Written problem =
Present every line of the entries below as a Markdown table with two columns, Row and Line, numbering the rows in order. Skip blank lines and leave out the pictures.

Dataset entries:

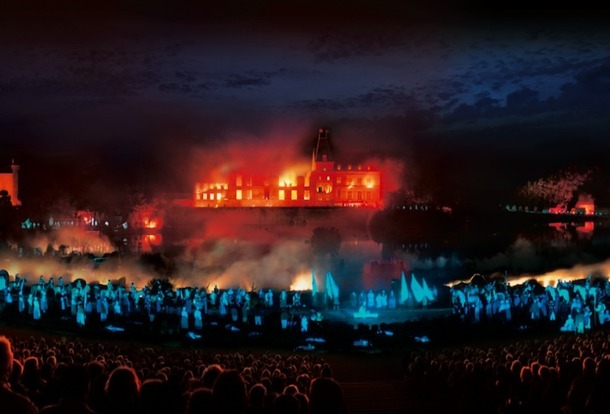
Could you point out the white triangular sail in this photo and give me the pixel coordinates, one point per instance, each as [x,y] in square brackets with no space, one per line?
[314,283]
[427,292]
[331,287]
[404,290]
[417,290]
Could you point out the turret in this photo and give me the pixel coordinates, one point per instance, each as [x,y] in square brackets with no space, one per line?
[15,196]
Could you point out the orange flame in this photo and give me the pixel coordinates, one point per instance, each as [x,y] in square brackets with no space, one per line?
[301,282]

Solution for this problem =
| Row | Line |
|---|---|
| 1 | Could you point out the white triangular sail in this photo and give me the pixel coordinates, one point per instance, each as [x,y] in square brackets with no space, one per line? |
| 2 | [314,283] |
| 3 | [427,292] |
| 4 | [331,287] |
| 5 | [404,290] |
| 6 | [417,290] |
| 7 | Could you point out the turret in this photo and give me the pixel coordinates, one point per instance, each as [x,y] in square brackets with no space, one per line? |
| 8 | [15,196] |
| 9 | Could you point out the orange flame in this photo and give me the pixel coordinates, one point per instance, each as [x,y] in square brackets with no space, one per line? |
| 10 | [301,282] |